▶ Exercise:
Decide whether each statement below agrees with the passage on the Karpas, answering yes or no and quoting the words of the passage that settle it. (a) Maimonides held that the Karpas should be dipped into the Kharoset. (b) Persian Jews dip their Karpas into salt water. (c) Rashi was the first to explicitly connect the Karpas with Joseph's striped garment.

▶ Text block:
____

In many countries, Jews used red wine during the Seder. However, after the widespread occurrences of the blood libel in Europe, whereby Jews were accused of killing Christian children and using their blood during the Seder, Jews deemed it prudent to substitute white wine during the Seder[xvii] for the formerly preferred red wine, thus preventing even the appearance of Christian blood on the table. Hence one was more likely to find white wine at the Seder table than red wine[xviii]. We are therefore more likely to find traces of the tradition of the Karpas being dipped into red liquids in non-Christian countries.[xix]
Mordechai[xx] (Mordecai ben Hillel HaCohen 1240?–1298, Germany) suggested that the Karpas should be dipped into vinegar[xxi] or into wine. Similarly, Maimonides held that the Karpas should be dipped into the Kharoset,[xxii] and required the Kharoset to be mixed with [red] vinegar[xxiii] which made the Kharoset red. Yemenite Jews dip the Karpas into Kharoset which is made of raisin-wine or wine-vineger[xxiv] The Jerusalem Talmud mentions an opinion that the use of the Kharoset (as a substance for dipping) during the Seder commemorates blood.[xxv] And today the Kharoset is customarily made with red wine[xxvi]. Even today, Persian Jews dip their Karpas into red-wine vinegar rather than into salt water or white vinegar[xxvii]. The first symbolic act during the Seder is the dipping of the Karpas into a blood-substitute, demonstrating a connection between the sale of Joseph into slavery and the enslavement of the Israelites

Rabbi Manoah of Narbonne (end of 13th- and first half of 14th-century, France) was the first, as far as we know, to point out explicitly the connection between the Karpas and Joseph’s striped garment [xxviii] “veanu nohagin bekarpas zecher leketonet hapasim sheasah Ya’acov avinu le’Yosef asher besibatah nitgalgel hadavar ve’yardu avoteinu le’mitzrayim” [and we have the custom of Karpas (on the Seder plate) as a reminder of the striped garment which Jacob our forefather made for Joseph, and which was the indirect cause for our fathers to go down to Egypt]. Some of the wording by R. Manoah is word-for-word from the Talmudic passage (Shabbat 10b) used by Rashi above. R. Khyd”a[xxix] (Khayyim Yoseph David Azulai, 1724–1806, Israel and Italy) and others quote R. Manoah as the source of this understanding of the meaning of Karpas. Joseph Hayyim ben Elijah Al-Hakam (c. 1835–1909, Baghdad), in his 1898 book Ben Ish Hai[xxx] connects the Karpas with Joseph’s garment.

____

▶ Text-to-region grounding data:
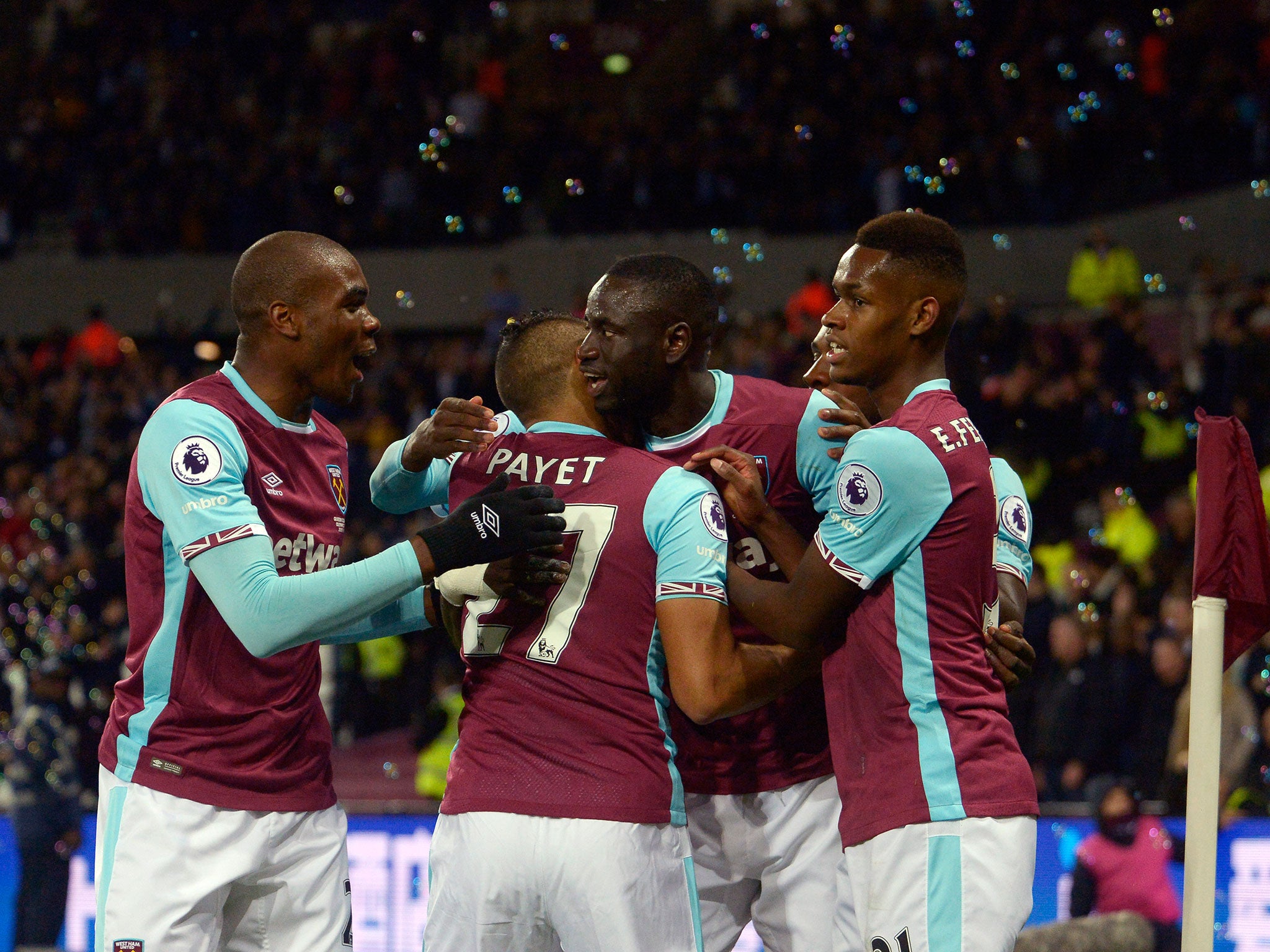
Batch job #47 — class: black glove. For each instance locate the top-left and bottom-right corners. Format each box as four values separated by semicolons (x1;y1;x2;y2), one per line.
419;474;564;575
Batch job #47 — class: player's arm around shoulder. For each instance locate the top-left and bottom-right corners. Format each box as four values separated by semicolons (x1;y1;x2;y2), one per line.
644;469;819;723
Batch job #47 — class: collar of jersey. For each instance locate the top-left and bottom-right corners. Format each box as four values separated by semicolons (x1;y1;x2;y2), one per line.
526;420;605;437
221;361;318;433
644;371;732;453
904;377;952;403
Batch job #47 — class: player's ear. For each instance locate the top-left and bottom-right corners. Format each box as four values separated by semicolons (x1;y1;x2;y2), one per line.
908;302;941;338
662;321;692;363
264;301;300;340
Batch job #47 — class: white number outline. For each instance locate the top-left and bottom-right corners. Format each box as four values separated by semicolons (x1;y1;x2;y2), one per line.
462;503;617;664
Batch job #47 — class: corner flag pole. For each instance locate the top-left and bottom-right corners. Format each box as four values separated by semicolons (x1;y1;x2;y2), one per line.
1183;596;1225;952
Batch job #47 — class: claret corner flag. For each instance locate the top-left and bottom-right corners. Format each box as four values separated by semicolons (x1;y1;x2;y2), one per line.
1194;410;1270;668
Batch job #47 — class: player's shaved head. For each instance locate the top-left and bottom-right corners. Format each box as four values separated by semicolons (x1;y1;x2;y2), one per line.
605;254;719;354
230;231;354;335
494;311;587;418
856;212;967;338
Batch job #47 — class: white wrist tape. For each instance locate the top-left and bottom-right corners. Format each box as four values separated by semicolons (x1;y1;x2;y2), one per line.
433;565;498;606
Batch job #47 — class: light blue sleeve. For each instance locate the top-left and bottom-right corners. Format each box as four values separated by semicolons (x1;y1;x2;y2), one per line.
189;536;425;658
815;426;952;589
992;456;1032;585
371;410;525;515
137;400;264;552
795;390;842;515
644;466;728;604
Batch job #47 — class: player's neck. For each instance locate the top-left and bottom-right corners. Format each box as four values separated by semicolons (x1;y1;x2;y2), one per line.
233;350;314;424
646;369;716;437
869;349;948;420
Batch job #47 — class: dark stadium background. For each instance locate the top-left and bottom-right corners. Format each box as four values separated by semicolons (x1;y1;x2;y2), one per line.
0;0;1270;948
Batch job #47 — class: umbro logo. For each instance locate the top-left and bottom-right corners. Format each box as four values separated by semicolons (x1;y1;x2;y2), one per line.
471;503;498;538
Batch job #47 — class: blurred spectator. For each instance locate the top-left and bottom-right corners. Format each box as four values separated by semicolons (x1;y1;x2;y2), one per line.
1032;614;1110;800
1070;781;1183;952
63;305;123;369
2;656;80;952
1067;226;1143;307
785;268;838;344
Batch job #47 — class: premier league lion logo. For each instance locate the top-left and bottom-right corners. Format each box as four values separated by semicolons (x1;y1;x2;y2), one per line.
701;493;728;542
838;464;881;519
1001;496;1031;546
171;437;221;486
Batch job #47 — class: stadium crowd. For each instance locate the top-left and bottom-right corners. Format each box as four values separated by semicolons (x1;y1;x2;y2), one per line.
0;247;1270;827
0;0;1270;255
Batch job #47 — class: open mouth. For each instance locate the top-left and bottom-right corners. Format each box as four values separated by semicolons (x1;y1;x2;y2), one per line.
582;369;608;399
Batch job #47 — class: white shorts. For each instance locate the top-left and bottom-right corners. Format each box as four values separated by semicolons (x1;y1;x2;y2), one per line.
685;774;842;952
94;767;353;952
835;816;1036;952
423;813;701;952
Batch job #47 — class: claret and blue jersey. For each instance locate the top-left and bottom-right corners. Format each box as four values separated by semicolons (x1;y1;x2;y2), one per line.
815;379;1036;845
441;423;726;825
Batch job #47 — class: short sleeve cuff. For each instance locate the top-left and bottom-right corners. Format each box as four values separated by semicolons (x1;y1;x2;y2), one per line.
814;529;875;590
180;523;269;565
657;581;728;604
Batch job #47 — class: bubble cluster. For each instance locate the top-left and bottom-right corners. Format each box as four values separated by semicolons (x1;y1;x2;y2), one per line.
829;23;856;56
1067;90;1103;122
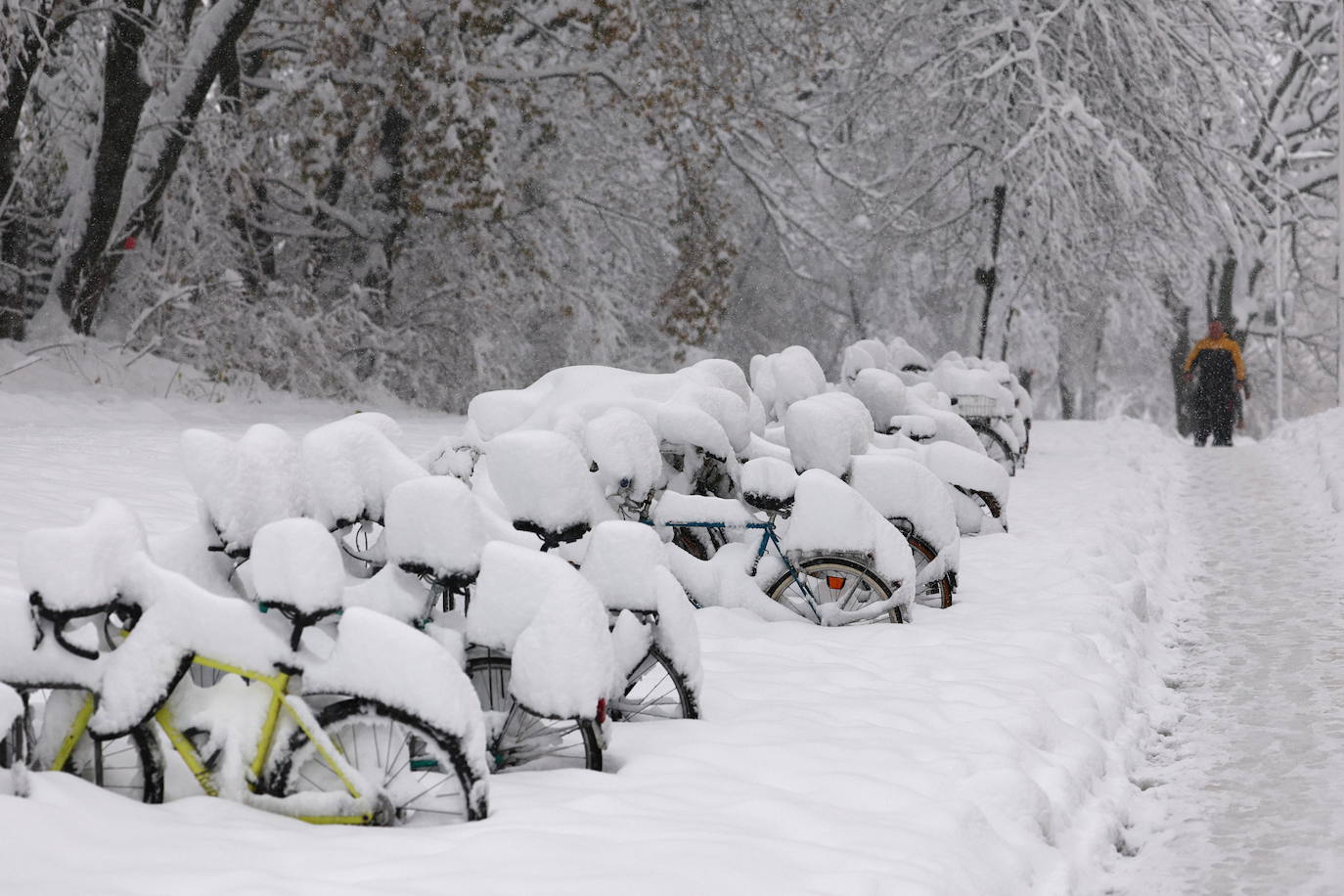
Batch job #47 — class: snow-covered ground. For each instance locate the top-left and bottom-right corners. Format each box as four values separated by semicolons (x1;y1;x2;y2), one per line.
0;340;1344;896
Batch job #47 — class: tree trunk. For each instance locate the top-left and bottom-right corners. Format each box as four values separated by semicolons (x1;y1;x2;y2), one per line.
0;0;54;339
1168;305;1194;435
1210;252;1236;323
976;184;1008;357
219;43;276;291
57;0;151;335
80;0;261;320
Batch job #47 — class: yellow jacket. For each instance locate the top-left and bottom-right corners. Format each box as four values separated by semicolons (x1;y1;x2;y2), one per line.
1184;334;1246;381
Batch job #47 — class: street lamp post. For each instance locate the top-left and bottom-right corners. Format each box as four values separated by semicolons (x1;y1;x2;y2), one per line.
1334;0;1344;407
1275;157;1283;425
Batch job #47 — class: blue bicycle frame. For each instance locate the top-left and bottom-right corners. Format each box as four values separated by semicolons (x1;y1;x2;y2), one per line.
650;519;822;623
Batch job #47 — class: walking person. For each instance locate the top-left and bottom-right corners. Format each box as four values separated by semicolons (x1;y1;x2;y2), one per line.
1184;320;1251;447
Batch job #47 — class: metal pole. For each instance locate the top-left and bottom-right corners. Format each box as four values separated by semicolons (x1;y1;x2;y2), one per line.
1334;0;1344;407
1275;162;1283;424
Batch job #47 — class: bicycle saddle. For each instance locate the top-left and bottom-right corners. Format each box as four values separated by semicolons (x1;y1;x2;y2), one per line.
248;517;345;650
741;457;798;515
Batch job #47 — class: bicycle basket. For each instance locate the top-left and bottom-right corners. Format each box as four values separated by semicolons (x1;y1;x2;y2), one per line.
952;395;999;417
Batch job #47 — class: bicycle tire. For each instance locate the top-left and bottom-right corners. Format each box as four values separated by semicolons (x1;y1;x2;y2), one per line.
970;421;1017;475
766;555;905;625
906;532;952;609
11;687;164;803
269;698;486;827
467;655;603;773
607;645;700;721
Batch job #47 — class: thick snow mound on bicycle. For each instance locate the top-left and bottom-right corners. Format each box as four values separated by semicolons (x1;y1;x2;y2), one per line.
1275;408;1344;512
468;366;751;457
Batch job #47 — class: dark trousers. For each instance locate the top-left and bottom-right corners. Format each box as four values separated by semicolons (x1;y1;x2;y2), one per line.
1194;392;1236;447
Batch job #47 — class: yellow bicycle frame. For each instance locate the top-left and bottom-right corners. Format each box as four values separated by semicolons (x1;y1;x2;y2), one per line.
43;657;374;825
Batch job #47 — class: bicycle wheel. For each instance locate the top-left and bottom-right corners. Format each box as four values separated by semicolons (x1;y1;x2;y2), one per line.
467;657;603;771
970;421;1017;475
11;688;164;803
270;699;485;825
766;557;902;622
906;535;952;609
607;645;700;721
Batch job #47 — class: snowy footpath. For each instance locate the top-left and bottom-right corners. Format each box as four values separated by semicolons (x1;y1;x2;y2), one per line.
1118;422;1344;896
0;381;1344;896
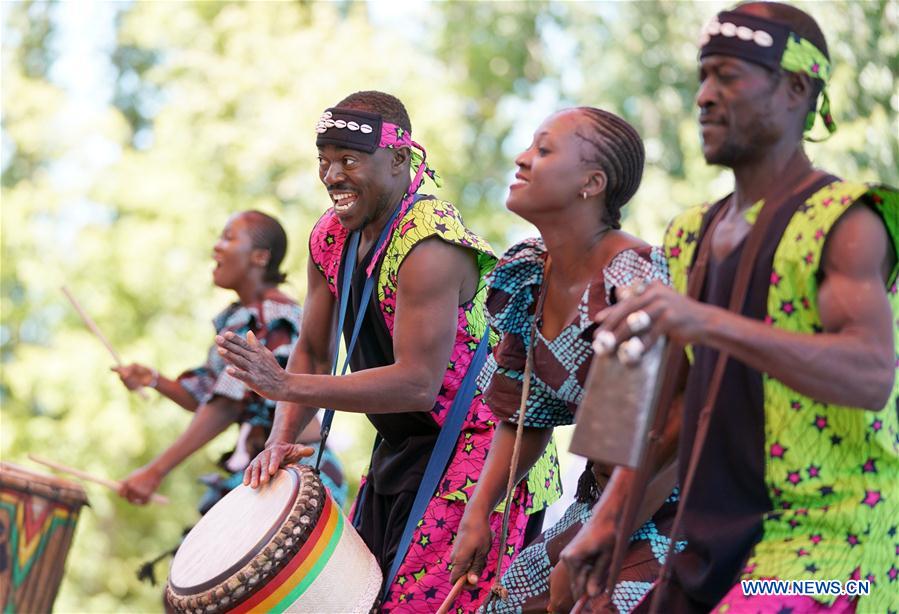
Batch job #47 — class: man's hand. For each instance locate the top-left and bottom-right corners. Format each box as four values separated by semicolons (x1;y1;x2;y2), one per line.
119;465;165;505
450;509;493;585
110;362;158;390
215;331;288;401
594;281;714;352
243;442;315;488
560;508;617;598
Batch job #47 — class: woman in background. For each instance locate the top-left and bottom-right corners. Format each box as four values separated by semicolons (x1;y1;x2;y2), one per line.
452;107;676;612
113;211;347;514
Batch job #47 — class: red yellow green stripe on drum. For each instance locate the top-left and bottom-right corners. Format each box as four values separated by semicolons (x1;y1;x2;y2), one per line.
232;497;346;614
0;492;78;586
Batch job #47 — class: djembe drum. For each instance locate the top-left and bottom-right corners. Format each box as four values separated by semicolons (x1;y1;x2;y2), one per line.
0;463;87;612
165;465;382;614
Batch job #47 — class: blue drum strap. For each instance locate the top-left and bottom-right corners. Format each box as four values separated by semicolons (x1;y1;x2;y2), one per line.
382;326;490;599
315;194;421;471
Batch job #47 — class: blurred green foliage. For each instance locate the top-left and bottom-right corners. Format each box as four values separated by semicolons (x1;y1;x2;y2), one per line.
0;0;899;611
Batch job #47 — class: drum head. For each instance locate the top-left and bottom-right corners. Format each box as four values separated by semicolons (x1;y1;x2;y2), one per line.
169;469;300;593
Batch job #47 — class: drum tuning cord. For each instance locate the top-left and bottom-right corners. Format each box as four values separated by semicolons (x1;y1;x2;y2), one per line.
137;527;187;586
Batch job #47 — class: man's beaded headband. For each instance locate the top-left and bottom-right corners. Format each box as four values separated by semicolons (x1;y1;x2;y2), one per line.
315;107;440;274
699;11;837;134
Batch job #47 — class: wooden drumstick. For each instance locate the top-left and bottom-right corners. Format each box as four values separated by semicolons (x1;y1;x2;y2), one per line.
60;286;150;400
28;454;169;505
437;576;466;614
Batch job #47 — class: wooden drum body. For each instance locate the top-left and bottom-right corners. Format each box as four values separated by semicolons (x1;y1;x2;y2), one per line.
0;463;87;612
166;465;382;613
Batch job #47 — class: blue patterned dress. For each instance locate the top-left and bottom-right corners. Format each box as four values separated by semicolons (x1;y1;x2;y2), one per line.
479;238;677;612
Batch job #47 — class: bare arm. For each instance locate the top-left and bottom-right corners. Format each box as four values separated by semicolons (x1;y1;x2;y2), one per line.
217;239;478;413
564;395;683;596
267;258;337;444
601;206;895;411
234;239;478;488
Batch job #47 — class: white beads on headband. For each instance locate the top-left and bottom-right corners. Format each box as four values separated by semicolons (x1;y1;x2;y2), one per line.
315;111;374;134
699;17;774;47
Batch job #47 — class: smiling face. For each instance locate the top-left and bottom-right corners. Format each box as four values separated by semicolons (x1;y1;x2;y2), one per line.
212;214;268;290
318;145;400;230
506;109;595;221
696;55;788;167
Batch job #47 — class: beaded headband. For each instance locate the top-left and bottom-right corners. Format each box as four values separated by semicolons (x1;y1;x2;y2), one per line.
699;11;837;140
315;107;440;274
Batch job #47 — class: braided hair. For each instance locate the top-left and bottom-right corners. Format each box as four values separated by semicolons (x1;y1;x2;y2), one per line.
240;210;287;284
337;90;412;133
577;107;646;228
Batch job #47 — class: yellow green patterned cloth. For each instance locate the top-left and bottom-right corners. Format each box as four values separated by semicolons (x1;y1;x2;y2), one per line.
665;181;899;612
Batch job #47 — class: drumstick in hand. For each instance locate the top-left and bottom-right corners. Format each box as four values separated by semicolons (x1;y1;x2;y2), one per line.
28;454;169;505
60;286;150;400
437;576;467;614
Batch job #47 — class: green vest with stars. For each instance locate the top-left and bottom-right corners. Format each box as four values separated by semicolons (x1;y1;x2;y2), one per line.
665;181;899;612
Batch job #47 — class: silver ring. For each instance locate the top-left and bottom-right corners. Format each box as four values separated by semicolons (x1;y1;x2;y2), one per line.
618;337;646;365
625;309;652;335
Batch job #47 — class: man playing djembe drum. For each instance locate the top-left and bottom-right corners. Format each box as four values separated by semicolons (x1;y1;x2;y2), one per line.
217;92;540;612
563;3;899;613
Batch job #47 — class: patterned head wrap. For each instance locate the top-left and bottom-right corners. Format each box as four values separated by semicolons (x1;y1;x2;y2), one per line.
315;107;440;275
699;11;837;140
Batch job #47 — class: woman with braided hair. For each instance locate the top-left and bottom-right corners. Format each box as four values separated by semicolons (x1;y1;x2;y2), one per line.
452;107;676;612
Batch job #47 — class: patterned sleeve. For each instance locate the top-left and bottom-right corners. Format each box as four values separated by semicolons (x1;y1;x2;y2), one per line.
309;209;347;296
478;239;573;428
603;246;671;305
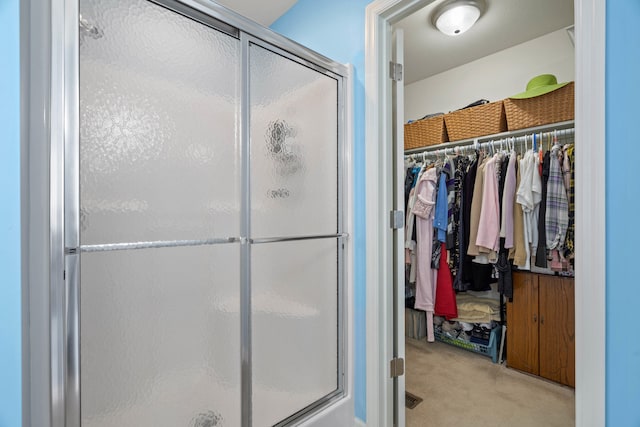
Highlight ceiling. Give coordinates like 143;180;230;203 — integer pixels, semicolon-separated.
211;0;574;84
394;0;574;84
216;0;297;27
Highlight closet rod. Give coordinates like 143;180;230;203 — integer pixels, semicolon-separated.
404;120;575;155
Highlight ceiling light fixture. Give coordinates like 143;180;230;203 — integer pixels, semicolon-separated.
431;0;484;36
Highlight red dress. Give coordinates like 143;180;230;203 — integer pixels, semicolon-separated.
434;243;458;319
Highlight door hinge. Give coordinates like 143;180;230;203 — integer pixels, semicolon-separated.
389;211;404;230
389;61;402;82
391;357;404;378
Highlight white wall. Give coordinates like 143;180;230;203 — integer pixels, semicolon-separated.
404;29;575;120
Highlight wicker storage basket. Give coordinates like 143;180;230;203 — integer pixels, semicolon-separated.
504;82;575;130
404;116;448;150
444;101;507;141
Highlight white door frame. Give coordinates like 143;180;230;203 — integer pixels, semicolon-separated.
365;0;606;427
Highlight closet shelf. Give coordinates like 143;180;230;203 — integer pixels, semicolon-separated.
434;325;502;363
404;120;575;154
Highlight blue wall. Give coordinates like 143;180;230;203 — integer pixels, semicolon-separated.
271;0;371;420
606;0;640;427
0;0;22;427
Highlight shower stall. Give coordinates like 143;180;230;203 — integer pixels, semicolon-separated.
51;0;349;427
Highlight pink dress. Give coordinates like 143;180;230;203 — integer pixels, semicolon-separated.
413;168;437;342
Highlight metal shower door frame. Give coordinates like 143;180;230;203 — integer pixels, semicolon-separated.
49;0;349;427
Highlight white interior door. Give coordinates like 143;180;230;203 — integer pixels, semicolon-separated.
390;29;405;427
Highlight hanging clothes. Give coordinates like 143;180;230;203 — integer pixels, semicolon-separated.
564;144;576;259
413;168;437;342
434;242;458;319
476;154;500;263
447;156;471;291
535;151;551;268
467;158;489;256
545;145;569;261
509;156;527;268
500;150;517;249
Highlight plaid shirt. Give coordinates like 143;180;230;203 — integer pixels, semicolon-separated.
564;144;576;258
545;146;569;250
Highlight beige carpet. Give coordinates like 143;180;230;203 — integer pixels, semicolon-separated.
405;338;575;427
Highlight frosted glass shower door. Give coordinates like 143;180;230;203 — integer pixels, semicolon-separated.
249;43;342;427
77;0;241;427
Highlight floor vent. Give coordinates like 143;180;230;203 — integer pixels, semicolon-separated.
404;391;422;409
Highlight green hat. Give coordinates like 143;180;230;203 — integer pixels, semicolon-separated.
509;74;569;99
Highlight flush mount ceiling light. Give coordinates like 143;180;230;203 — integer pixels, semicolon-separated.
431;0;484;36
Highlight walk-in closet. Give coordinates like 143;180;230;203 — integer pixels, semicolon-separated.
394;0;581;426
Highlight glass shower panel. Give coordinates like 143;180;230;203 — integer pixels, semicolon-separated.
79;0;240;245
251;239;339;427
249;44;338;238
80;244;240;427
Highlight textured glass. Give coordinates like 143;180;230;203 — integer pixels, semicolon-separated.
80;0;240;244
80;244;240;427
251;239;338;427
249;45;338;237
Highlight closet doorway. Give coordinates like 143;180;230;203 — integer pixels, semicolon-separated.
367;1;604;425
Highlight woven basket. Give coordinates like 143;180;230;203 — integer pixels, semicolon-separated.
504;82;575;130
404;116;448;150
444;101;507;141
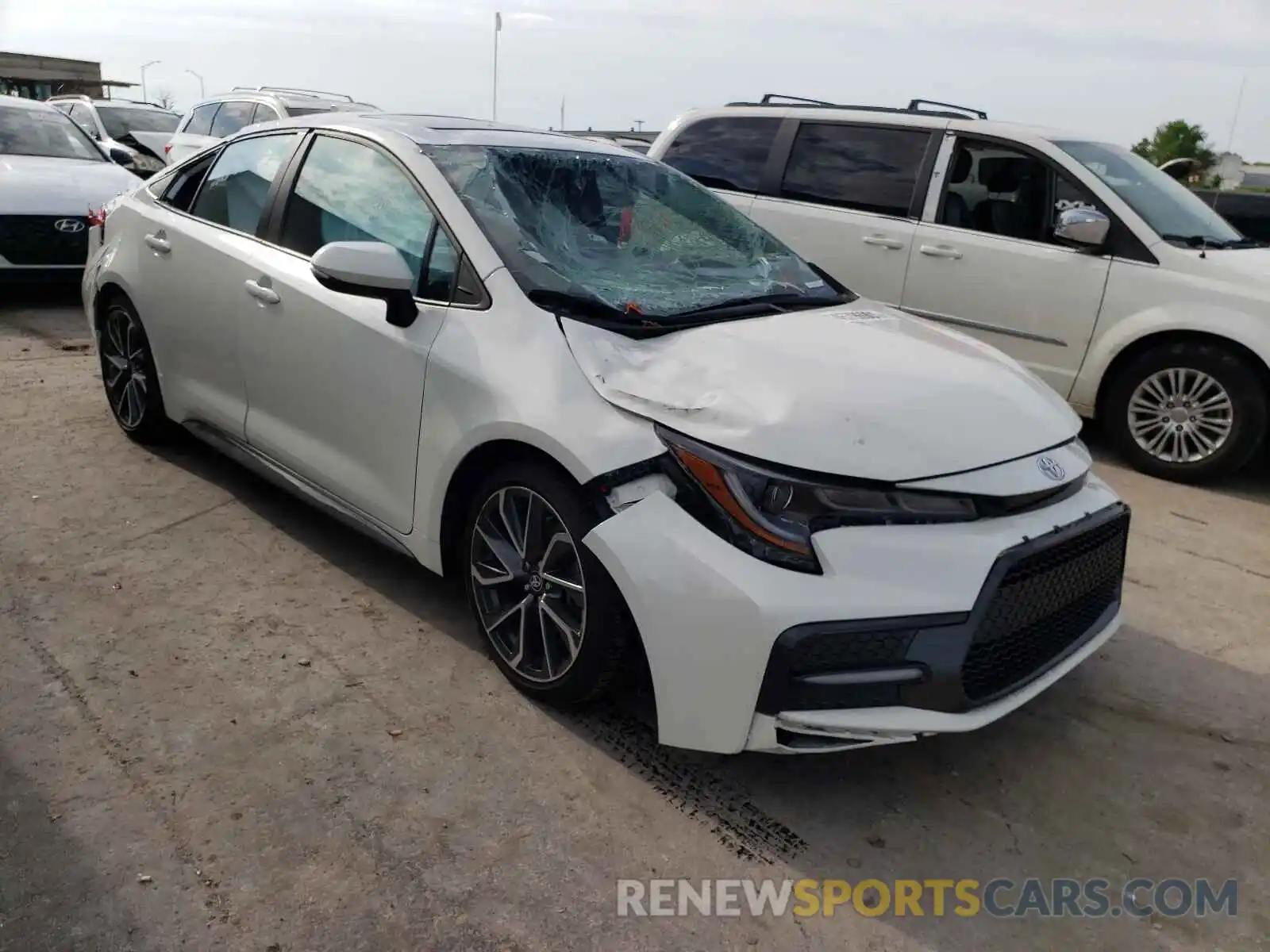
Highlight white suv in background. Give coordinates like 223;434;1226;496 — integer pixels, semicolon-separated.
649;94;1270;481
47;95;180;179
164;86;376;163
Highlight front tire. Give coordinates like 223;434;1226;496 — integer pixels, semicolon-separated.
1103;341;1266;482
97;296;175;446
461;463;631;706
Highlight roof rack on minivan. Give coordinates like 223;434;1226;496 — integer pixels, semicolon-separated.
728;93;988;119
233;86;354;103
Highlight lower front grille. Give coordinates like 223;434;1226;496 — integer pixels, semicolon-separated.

____

▶ Exercise solution:
(a) Yes: "Maimonides held that the Karpas should be dipped into the Kharoset"
(b) No: "Persian Jews dip their Karpas into red-wine vinegar rather than into salt water or white vinegar"
(c) No: "Rabbi Manoah of Narbonne" … "was the first, as far as we know, to point out explicitly the connection between the Karpas and Joseph’s striped garment"